Locate every line in the records below that contains the word "pole", and copy each of those lines. Letter case counts.

## begin

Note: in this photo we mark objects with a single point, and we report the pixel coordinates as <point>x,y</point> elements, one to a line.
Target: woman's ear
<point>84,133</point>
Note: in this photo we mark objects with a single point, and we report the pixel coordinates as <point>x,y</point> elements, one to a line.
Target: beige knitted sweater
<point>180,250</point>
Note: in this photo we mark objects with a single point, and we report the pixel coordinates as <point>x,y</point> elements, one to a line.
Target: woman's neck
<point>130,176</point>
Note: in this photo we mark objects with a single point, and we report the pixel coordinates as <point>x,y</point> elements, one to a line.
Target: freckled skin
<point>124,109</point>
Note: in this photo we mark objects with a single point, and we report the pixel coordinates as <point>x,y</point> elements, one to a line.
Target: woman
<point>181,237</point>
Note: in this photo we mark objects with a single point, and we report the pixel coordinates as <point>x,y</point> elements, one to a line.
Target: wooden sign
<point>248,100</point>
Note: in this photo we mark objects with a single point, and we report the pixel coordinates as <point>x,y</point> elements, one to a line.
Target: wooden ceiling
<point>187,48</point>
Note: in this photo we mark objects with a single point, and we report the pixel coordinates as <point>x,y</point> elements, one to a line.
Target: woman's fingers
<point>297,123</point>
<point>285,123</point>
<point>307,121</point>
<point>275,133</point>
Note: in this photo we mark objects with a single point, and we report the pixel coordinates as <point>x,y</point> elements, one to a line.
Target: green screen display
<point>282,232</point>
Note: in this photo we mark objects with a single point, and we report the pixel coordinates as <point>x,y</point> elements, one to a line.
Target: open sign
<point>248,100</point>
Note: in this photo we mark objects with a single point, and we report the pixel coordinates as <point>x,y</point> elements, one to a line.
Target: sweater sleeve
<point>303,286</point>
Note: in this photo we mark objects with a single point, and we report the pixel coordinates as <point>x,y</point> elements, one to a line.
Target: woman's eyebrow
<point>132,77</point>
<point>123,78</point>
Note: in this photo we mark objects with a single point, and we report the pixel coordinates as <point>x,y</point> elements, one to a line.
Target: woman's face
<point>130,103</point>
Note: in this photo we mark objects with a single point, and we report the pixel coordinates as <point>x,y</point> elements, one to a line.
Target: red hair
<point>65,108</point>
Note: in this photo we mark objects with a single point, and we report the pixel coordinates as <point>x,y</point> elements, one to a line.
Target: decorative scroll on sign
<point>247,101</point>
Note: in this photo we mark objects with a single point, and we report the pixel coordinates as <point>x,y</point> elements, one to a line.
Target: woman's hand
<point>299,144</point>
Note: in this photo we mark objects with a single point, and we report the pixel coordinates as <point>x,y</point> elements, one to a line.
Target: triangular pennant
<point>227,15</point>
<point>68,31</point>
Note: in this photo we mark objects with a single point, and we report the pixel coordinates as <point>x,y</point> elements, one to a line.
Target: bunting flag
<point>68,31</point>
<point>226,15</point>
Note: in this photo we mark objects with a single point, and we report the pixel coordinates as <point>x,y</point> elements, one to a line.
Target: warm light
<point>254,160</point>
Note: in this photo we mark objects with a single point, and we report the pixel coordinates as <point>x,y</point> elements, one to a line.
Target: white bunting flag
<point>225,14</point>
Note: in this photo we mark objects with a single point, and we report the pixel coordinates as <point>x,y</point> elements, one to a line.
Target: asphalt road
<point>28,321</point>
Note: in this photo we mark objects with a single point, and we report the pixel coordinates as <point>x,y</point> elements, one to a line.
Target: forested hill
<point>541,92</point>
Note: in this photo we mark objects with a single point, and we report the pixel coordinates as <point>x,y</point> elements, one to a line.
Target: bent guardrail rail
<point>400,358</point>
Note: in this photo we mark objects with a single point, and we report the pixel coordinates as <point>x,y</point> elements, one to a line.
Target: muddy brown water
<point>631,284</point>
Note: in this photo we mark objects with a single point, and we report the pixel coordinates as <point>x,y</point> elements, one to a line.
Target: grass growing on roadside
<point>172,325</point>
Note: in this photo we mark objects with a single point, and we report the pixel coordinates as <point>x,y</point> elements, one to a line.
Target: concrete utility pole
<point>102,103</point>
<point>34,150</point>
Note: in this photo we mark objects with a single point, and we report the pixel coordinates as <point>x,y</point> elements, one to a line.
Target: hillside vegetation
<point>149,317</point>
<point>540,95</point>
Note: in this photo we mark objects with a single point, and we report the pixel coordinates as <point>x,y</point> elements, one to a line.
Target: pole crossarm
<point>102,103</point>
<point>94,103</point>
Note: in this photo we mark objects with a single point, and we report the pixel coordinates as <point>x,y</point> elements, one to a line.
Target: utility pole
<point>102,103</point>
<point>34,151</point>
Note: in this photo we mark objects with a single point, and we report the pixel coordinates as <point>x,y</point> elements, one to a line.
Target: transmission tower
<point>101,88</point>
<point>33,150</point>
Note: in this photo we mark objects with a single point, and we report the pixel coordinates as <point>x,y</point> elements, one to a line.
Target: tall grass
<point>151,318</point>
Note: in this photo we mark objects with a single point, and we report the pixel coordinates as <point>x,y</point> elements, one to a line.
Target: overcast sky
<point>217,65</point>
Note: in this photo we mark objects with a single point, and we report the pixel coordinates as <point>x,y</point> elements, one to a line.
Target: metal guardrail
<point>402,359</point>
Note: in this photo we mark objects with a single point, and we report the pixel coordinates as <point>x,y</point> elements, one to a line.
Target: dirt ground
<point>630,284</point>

## end

**FULL SOLUTION**
Target: concrete utility pole
Target: pole crossarm
Target: utility pole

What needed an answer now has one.